**Source extract**.

####

2024 was a real rollercoaster of a year. The kind where you cling onto the barrier and hope for dear life that you’re strapped in tight enough.
If you were around last January, you’ll remember how optimistically I started the year. I was buoyed by the things that tend to give us a boost in the gloomiest month of the year: the romantic notion of the turning of the page, a clean slate revealed and a rare opportunity to reflect and reassess.
Yet, days in, my best friend and Grandma-figure Norma passed away. Five months later, her gorgeous daughter, partner in crime and our other wonderful life-long friend Angie passed away too. With what felt like one swift blow, two fundamental pillars of my existence were gone.
In many ways, 2024 was the year of endings. Losing Angie and Norma, selling their house, completely changing our daily routines, our birthdays, Christmases. Moving out of our family home, going through all our stuff, getting rid of a lot of it and frantically finding a place for the rest of it.

####

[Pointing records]
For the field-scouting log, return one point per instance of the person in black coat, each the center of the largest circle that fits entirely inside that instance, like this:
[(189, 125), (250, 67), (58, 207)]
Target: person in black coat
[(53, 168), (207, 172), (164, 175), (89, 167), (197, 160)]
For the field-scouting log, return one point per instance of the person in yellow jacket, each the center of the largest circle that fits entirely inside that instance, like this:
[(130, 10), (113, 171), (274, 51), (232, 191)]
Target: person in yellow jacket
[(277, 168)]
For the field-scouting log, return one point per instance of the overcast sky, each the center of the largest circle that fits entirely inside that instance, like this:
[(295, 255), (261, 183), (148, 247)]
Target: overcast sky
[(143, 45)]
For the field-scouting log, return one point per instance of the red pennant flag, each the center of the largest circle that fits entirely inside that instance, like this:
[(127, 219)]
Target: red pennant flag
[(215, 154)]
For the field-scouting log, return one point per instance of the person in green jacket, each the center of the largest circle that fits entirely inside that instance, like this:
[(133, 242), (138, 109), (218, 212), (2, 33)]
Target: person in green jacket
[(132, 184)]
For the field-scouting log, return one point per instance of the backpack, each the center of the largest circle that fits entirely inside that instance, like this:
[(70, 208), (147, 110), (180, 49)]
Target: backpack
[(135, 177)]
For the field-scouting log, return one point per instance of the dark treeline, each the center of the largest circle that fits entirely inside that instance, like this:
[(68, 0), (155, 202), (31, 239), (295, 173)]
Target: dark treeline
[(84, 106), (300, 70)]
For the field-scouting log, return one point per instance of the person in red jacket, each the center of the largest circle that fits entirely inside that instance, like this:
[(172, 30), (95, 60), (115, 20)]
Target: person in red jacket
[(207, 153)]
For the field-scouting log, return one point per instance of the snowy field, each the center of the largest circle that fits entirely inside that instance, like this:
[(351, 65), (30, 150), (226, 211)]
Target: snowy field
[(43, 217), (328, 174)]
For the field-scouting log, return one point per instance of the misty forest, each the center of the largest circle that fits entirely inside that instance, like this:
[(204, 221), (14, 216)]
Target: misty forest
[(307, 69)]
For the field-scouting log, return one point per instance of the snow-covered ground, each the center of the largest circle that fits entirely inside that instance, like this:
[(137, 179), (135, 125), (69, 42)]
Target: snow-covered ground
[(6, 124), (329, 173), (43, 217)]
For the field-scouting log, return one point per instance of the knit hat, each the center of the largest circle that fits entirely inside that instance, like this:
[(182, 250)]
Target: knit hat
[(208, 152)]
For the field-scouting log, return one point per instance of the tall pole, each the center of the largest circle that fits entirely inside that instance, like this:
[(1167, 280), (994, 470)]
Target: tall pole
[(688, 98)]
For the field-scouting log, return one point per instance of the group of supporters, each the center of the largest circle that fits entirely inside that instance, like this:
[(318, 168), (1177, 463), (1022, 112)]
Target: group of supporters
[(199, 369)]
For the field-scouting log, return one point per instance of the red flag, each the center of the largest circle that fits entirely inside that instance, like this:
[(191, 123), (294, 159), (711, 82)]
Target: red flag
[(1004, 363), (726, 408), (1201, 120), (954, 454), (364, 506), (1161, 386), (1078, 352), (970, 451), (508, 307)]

####

**What you will do**. Copy out the full reflection on 2024 above, word for word.

**Answer in full**.
2024 was a real rollercoaster of a year. The kind where you cling onto the barrier and hope for dear life that you’re strapped in tight enough.
If you were around last January, you’ll remember how optimistically I started the year. I was buoyed by the things that tend to give us a boost in the gloomiest month of the year: the romantic notion of the turning of the page, a clean slate revealed and a rare opportunity to reflect and reassess.
Yet, days in, my best friend and Grandma-figure Norma passed away. Five months later, her gorgeous daughter, partner in crime and our other wonderful life-long friend Angie passed away too. With what felt like one swift blow, two fundamental pillars of my existence were gone.
In many ways, 2024 was the year of endings. Losing Angie and Norma, selling their house, completely changing our daily routines, our birthdays, Christmases. Moving out of our family home, going through all our stuff, getting rid of a lot of it and frantically finding a place for the rest of it.